AVAILABLE DATA:

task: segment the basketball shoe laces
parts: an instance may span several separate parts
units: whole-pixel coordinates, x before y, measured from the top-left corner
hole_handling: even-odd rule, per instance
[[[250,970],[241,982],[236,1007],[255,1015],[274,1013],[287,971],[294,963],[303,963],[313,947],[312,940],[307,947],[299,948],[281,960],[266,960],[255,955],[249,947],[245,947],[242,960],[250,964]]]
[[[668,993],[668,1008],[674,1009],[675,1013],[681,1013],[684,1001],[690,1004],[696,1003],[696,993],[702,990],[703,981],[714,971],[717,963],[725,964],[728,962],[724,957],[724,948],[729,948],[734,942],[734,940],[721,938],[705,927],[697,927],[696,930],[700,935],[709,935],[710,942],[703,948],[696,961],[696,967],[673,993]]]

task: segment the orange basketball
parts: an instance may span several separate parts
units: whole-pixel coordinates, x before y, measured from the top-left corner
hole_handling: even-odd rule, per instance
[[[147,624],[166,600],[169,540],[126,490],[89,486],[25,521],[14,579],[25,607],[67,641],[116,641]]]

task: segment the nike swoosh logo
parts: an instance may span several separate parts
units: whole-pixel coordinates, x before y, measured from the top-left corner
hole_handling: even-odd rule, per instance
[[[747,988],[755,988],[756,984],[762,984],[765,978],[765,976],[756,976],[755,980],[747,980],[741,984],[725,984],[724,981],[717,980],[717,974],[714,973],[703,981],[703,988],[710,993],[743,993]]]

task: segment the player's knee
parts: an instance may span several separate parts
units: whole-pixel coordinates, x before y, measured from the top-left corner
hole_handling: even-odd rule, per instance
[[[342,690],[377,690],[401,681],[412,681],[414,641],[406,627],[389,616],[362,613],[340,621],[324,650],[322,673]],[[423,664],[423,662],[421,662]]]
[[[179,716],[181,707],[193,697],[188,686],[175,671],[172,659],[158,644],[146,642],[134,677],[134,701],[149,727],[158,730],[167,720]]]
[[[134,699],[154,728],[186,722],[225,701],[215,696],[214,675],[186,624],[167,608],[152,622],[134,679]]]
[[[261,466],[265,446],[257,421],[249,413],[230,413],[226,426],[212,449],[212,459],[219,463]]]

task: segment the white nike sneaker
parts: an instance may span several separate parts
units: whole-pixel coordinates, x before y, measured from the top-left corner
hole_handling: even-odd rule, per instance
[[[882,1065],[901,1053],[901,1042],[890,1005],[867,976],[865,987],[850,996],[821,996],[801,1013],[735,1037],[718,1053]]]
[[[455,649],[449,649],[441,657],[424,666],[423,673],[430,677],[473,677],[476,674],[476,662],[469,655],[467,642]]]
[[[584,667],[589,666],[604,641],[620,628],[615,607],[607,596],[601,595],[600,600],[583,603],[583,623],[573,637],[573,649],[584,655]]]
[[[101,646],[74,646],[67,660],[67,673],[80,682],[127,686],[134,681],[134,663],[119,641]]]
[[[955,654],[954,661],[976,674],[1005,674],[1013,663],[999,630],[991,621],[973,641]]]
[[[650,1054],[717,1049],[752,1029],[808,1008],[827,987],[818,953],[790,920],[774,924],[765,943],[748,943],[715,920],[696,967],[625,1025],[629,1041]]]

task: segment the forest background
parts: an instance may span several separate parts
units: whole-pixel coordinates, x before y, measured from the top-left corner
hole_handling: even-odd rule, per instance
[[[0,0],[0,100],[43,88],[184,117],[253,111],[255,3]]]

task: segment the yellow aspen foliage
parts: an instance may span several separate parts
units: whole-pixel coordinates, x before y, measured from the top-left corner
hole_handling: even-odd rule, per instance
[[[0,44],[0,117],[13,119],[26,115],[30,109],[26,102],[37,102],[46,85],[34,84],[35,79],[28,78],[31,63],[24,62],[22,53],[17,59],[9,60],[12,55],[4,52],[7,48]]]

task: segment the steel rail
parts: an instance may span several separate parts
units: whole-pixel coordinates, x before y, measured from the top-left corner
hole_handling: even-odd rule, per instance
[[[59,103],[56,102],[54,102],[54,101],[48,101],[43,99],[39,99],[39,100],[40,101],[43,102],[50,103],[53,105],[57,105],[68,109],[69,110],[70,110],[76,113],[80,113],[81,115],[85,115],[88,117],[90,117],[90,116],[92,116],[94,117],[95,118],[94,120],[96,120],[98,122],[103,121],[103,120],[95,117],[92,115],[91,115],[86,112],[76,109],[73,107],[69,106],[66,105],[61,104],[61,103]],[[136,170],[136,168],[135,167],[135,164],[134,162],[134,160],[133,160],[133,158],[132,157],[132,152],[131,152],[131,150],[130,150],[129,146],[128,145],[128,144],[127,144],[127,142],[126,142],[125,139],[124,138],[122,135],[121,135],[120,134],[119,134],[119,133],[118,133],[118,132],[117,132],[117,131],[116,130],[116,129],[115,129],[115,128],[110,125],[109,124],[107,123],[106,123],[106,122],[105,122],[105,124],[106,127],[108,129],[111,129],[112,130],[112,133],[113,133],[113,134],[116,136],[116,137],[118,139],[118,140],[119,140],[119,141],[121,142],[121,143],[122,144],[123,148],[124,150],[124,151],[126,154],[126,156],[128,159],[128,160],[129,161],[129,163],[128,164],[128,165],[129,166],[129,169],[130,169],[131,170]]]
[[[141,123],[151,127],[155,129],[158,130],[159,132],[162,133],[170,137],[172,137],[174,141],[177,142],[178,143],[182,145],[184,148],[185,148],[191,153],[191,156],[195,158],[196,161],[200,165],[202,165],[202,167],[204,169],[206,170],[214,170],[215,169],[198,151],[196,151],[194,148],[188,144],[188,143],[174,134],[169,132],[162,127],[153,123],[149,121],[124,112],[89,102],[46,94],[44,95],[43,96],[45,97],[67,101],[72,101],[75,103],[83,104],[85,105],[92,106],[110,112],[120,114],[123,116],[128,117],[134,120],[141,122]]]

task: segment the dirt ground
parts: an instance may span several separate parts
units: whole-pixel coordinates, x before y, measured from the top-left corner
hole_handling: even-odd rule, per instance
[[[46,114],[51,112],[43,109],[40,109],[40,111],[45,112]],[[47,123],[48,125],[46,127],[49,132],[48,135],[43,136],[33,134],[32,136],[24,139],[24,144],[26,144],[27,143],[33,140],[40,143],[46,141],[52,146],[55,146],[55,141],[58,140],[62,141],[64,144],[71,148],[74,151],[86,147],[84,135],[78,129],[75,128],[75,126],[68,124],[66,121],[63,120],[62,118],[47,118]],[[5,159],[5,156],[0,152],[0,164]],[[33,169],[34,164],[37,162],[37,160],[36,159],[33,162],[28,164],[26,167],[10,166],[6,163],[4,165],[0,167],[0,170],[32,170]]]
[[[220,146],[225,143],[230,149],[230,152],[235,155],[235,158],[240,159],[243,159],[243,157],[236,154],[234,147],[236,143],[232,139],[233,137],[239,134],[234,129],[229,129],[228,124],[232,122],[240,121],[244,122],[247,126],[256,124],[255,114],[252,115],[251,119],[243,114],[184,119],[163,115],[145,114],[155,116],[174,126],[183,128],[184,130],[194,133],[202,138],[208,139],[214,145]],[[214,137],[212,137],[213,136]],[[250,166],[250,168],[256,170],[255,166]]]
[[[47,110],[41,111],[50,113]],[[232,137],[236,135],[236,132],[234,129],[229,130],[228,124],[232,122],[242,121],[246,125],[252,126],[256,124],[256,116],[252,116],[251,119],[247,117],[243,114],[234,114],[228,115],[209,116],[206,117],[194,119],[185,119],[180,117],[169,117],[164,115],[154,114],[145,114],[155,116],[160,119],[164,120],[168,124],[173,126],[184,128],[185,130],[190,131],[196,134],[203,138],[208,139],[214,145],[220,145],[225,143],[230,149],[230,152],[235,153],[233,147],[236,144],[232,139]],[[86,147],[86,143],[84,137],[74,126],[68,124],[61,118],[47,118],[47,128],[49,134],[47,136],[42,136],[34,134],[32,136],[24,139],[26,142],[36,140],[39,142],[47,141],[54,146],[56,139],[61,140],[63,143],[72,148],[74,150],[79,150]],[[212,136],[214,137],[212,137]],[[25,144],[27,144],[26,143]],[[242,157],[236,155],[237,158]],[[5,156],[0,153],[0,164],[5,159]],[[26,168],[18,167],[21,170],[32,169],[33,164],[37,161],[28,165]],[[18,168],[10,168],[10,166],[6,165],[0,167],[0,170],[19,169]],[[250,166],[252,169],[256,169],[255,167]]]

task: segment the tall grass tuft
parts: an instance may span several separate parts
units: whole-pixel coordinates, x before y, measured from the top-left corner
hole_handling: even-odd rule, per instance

WRITTEN EXERCISE: Copy the records from the line containing "task: segment the tall grass tuft" through the end of the records, substituting "integer pixel coordinates" for "whole-pixel coordinates" and leaving everything else unchanged.

SOLUTION TO THIS PROBLEM:
task: segment the tall grass tuft
parts: an instance may span several separate parts
units: integer pixel coordinates, x before y, measured from the top-left corner
hole_handling: even-odd rule, per instance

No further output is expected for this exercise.